### [ФРАГМЕНТ ИСТОЧНИКА]
Как-то Марья пригласила нас позавтракать с нею – поскольку сама она ничего не готовила, она повела нас в кафе при ресторане «Националь» – у нее всегда была слабость к роскошной жизни. На те деньги, которые Саша и другие доброхоты собирали для нее среди сочувствующей интеллигенции, она вполне могла себе это позволить. Она заехала за нами на такси – мы жили в том же Хлебном переулке, что и Синявские. Когда мы вышли из подъезда, она заметила у Саши за спиной огромный рюкзак, битком набитый молочными бутылками.
«Мы собираемся после завтрака сдать бутылки», – ответил Саша на ее вопрос, что у него в рюкзаке. Может быть, кое-кто еще помнит специальные пункты для сдачи стеклотары – они были рассеяны по Москве довольно редко, и там всегда была большая очередь. Именно такой пункт находился где-то рядом с рестораном «Националь».
«И охота вам тратить время на глупости!» – выдала свое суждение Марья, как всегда безапелляционно. Зная, как ей безразличны чужие дела, я не стала тратить время на объяснение, что для нас московская интеллигенция денег не собирает. Мы погрузились в такси со своими бутылками и отбыли в «Националь» – нас с Сашей не смущала парадоксальность этой ситуации. А Марью только радовала.
Завтрак Марья, не скупясь, закатила нам роскошный, – я уже не помню, что именно мы ели, но ели мы много и вкусно. Однако каждому празднику, особенно празднику желудка, когда-нибудь приходит конец, и к половине первого все яства были съедены, все темы обсосаны до косточек, все косточки разгрызены.
«Пора идти», – сказал Саша, поднимаясь из-за стола и наклоняясь, чтобы поднять рюкзак с бутылками.
«Подожди, Воронель! – закричала Марья, хватая его за рукав. – Я тут хотела обсудить с Нелкой одну статью, которую меня просили написать для журнала».

Элементы набора данных:

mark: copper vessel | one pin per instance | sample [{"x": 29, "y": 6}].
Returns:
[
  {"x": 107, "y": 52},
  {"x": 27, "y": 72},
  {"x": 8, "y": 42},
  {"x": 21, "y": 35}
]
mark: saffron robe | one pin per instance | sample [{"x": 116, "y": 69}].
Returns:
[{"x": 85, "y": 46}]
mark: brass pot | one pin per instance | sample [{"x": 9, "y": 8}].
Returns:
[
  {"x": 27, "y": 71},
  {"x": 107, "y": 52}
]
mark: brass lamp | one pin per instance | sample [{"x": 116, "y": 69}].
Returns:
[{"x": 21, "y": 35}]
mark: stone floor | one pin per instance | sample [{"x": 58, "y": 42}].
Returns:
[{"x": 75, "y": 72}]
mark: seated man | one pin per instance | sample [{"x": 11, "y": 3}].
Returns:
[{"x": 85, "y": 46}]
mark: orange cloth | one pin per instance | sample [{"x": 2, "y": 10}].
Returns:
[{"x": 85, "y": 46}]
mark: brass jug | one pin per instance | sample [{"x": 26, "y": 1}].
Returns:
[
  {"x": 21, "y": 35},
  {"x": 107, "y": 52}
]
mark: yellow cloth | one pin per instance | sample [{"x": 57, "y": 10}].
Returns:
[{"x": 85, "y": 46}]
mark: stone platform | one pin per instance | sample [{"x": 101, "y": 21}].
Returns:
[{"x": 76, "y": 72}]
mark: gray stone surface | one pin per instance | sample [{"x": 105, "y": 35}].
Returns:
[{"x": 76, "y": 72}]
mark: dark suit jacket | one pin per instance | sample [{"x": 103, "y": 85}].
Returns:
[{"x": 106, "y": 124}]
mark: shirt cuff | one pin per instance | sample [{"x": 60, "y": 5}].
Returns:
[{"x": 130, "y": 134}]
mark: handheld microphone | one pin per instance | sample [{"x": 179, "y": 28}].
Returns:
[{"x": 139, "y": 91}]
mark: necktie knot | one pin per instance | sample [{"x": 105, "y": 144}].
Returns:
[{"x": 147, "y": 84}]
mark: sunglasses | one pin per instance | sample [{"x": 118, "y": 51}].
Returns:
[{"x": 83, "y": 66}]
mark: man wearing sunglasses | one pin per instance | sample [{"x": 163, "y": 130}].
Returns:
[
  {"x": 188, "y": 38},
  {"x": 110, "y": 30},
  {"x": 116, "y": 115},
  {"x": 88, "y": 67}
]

### [УСЛОВИЕ ЗАДАЧИ 1]
Чем был набит рюкзак за спиной у Саши в отрывке о завтраке с Марьей?
### [УСЛОВИЕ ЗАДАЧИ 2]
Выведите без изменений часть отрывка о завтраке с Марьей от слов, содержащих «Завтрак Марья, не», до слов «все косточки разгрызены.».

### [ОЖИДАЕМЫЙ ОТВЕТ 1]
Молочными бутылками.

### [ОЖИДАЕМЫЙ ОТВЕТ 2]
Завтрак Марья, не скупясь, закатила нам роскошный, – я уже не помню, что именно мы ели, но ели мы много и вкусно. Однако каждому празднику, особенно празднику желудка, когда-нибудь приходит конец, и к половине первого все яства были съедены, все темы обсосаны до косточек, все косточки разгрызены.